Data extract Block Start
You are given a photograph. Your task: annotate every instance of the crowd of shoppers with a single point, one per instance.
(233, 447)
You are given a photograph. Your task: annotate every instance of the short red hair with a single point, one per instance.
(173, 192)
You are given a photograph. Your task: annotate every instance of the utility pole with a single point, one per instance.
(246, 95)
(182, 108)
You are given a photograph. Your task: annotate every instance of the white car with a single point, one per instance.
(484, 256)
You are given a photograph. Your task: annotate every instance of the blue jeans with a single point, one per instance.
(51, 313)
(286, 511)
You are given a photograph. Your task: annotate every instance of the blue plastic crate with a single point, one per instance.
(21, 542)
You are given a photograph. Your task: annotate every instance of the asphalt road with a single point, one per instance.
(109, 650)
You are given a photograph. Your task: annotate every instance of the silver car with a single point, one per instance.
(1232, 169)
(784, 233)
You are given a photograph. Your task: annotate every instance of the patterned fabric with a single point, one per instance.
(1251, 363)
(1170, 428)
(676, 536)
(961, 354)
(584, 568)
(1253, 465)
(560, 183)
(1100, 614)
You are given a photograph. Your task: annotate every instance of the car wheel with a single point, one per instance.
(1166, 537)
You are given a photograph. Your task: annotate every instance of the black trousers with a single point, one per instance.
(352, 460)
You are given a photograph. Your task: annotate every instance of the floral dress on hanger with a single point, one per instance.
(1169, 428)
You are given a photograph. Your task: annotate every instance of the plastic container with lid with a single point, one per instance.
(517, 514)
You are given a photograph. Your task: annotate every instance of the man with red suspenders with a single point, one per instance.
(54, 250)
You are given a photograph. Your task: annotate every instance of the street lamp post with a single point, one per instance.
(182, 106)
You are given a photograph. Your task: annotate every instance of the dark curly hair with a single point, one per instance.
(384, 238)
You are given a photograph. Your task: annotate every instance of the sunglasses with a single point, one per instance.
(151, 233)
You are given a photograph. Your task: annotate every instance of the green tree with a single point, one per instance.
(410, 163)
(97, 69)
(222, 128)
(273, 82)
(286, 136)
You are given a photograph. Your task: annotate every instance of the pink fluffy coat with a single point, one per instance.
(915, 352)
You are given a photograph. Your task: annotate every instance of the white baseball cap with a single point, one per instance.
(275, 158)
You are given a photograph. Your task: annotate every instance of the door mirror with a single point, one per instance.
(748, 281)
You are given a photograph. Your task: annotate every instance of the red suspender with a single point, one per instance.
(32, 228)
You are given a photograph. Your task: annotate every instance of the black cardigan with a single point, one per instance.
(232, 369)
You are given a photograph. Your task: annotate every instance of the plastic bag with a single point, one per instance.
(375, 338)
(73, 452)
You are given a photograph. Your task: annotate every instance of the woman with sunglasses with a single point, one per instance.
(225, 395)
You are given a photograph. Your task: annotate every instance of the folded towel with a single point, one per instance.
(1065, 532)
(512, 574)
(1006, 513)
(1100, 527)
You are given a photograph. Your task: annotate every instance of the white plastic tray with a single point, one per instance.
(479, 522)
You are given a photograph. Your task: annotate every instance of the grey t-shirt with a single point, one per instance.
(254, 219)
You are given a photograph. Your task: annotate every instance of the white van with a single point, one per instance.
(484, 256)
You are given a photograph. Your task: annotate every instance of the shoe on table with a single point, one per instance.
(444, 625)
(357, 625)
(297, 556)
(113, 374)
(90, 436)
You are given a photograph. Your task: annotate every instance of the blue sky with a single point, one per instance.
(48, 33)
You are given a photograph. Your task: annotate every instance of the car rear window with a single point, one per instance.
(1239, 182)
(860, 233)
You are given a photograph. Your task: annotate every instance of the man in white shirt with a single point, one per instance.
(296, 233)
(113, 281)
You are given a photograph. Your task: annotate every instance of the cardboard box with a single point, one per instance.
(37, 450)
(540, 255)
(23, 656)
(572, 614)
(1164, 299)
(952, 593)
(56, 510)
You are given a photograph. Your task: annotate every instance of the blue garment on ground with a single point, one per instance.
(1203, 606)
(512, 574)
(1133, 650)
Data extract Block End
The task –
Retype the records above in full, matching each line exactly.

Expected answer –
You are given a photograph. Your task: annotate every instance of the crowd of shoppers with a single point, one per instance.
(233, 447)
You are given a photograph. Your task: annotate every instance of the short red hair with a single point, one per instance.
(173, 192)
You are given a photograph. Your task: annotate every instance of the utility pole with a single point, one per instance.
(246, 95)
(182, 108)
You are given a photograph. Your task: annotate every instance of the white car with a single point, one per instance.
(484, 256)
You are given a photograph. Your task: annotate every instance of the blue jeans with a single point, one per instance.
(51, 313)
(286, 511)
You are given a photograph. Your task: annotate every instance of the blue plastic crate with a single point, one per instance.
(21, 542)
You are given a photograph. Your task: annotate every instance of the asphalt road with a single point, one per instance.
(109, 650)
You are given a photograph. Your task: annotate every instance of the silver car with a single point, one per instance.
(1232, 169)
(784, 233)
You are given a photograph. Your task: annotate every instance of the patterned fabric with a single point, one per instance.
(1251, 363)
(1170, 428)
(676, 536)
(961, 354)
(584, 568)
(1253, 465)
(560, 183)
(1100, 614)
You are given a photograph. Your task: annotate every instance of the car wheel with a single point, one per instance.
(1166, 537)
You are given a photograph. Your task: annotate every instance of the black trousers with a single point, one per instance.
(352, 460)
You are given a photograph. Your task: annotate every instance of the floral dress on hanger with a single point, one per instance.
(1169, 428)
You are given a photograph. Your task: annotate every instance of the plastic container with lid with a single point, one per instance.
(517, 514)
You are given a photograph. Your task: annotate every instance of the man with red suspenders with a single point, one per instance.
(54, 250)
You are given a photograph. Your task: annotate every instance of the street lamp post with a single point, one per instance.
(182, 106)
You are given a photograph. Your task: annotate every instance of the dark curly hair with a single point, one per instance.
(384, 238)
You are given a photograph. Your task: annotate every instance of the sunglasses with a single point, one per instance.
(151, 233)
You are given a photograph. Your task: annotate every instance of the green tree with a single point, one per instance.
(410, 163)
(97, 69)
(222, 128)
(273, 82)
(286, 136)
You are given a photograph. Your task: annotate every instance of the pink fluffy coat with a single point, one per instance.
(915, 352)
You are given a photograph. Your task: annotate every instance of the white baseball cap with a single point, one per instance.
(275, 158)
You are given a photograph. Your task: annotate every instance of the door mirror with a single point, one per instance.
(748, 281)
You are given a photograph. Your task: annotate every instance of the red suspender with a single point, one per instance.
(32, 228)
You are given a photograph. Your task: annotate every instance of the black cardigan with a single point, one per instance.
(232, 369)
You are given a photograph. Your task: annotate every instance of the plastic bag with a single point, one per instance.
(375, 338)
(73, 452)
You are given a photograph. Your task: annotate every instance of the woman with sunglasses with a single point, one per instance.
(225, 395)
You are given a photograph. Your task: annotate every instance of the folded towel with a single point, one per instance.
(1065, 532)
(512, 574)
(1006, 513)
(1100, 527)
You are given a photograph. Your task: annotate every instance of the white plastic tray with a single point, one per instance.
(479, 522)
You are given a photograph. Your task: annotate every instance of the grey t-shirt with a single point, one per instance.
(254, 219)
You are given a photograph. Your task: annotate every instance of the white van with a single point, one per instance.
(484, 256)
You are given a photograph. Your task: annotate every instance of the shoe on table with a single point, one per instance.
(444, 625)
(357, 625)
(297, 556)
(113, 374)
(90, 436)
You are given a photograph. Your task: annotate every instance of the blue sky with a single point, one per instance.
(48, 33)
You are given a photograph. Your task: annotate every instance of the car rear window with a single point, one per instance.
(1239, 182)
(860, 233)
You are given a photograph. Your task: annotate every instance of the man in white shirt with a single point, one per instance.
(296, 233)
(113, 281)
You are given a photograph. Your task: annotate every instance of the cardboard box with a single point, one per instance.
(37, 450)
(540, 255)
(23, 656)
(572, 614)
(1164, 299)
(952, 593)
(56, 510)
You are given a photograph. Your task: annotate every instance of the blue garment on ground with a single point, one per instance.
(1203, 606)
(512, 574)
(1133, 650)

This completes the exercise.